Your goal: How many of the lines below contain the string "keys"? Reply with the number alone.

--- Start of Data for the task ---

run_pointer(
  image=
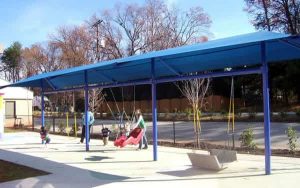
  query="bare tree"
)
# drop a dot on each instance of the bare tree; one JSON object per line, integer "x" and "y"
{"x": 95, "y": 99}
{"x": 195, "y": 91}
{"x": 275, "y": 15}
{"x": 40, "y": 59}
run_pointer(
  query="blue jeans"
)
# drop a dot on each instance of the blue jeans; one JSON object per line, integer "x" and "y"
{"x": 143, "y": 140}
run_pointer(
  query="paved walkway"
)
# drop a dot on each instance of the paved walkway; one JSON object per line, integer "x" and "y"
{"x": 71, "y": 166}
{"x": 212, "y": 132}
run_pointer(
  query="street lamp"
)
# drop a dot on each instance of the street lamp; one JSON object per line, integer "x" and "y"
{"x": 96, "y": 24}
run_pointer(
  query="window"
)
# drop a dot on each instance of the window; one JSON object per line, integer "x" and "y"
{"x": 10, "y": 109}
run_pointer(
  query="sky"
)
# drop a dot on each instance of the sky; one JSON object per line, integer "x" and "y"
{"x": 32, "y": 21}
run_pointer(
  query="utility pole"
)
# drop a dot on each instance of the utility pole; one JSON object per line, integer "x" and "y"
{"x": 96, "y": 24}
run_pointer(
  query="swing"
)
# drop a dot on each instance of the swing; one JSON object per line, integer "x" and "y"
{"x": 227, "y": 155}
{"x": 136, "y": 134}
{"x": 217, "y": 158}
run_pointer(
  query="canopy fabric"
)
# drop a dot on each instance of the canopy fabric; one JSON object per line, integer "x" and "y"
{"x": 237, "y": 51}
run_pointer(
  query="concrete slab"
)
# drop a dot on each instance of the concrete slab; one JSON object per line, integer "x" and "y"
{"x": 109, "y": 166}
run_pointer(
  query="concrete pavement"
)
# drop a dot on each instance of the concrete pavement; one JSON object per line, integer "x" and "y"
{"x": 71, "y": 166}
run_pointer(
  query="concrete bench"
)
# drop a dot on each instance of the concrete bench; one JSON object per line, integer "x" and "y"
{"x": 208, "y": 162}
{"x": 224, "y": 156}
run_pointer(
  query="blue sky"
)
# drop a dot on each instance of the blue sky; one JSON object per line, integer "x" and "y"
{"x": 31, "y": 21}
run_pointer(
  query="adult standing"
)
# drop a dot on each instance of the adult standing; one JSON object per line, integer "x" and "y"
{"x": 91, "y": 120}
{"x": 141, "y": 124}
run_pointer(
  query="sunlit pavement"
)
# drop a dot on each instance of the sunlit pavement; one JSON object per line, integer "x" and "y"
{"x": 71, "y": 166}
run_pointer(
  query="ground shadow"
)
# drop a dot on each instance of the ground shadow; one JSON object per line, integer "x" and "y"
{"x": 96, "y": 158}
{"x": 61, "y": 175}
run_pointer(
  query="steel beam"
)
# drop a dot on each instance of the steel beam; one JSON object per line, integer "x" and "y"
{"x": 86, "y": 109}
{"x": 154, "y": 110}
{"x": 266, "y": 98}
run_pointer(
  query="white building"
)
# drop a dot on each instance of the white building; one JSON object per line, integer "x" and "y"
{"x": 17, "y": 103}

--- End of Data for the task ---
--- Start of Data for the task ---

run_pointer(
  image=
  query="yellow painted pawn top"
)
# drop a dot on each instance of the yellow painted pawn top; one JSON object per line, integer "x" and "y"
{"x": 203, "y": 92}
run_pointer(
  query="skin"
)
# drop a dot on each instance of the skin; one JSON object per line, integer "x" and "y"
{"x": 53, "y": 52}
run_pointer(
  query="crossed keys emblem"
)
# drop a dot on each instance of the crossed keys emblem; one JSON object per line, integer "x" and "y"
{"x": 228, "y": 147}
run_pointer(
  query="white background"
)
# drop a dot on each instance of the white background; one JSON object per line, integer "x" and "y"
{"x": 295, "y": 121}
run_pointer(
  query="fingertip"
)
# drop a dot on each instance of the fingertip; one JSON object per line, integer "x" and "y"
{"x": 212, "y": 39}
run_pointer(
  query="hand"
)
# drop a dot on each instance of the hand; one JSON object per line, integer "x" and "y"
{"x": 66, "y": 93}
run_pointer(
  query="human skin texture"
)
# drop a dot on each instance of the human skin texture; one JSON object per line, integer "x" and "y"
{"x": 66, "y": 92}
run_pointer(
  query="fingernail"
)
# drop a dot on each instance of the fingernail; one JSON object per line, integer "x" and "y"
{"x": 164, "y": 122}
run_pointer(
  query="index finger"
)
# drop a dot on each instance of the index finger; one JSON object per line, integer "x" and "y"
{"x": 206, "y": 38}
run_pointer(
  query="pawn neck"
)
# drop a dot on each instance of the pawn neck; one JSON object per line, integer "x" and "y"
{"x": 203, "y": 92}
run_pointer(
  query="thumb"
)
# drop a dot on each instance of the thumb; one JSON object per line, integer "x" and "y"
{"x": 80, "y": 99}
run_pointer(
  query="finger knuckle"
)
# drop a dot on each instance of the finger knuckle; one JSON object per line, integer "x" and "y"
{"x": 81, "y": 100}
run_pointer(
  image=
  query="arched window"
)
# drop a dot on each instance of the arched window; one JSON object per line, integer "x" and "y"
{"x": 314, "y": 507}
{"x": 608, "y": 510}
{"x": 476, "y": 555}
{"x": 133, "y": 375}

--- End of Data for the task ---

Solution for this problem: 2